__THE REQUEST__:
Please turn the lines of the rows below into a Markdown table with the columns "Line No." and "Line", numbering each line and skipping blank ones. Leave the pictures out.

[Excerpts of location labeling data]
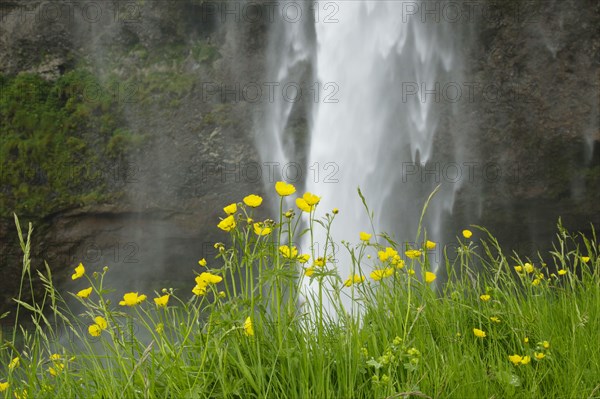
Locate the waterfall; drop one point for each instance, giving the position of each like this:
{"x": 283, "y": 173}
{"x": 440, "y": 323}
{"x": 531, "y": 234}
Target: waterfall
{"x": 387, "y": 62}
{"x": 379, "y": 66}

__WRITTEN ANSWER__:
| Line No. | Line |
|---|---|
| 1 | Locate the waterfall; drop one point for each instance, giving the position of each like this: |
| 2 | {"x": 283, "y": 173} |
| 3 | {"x": 440, "y": 323} |
| 4 | {"x": 531, "y": 234} |
| 5 | Target: waterfall |
| 6 | {"x": 387, "y": 62} |
| 7 | {"x": 379, "y": 66} |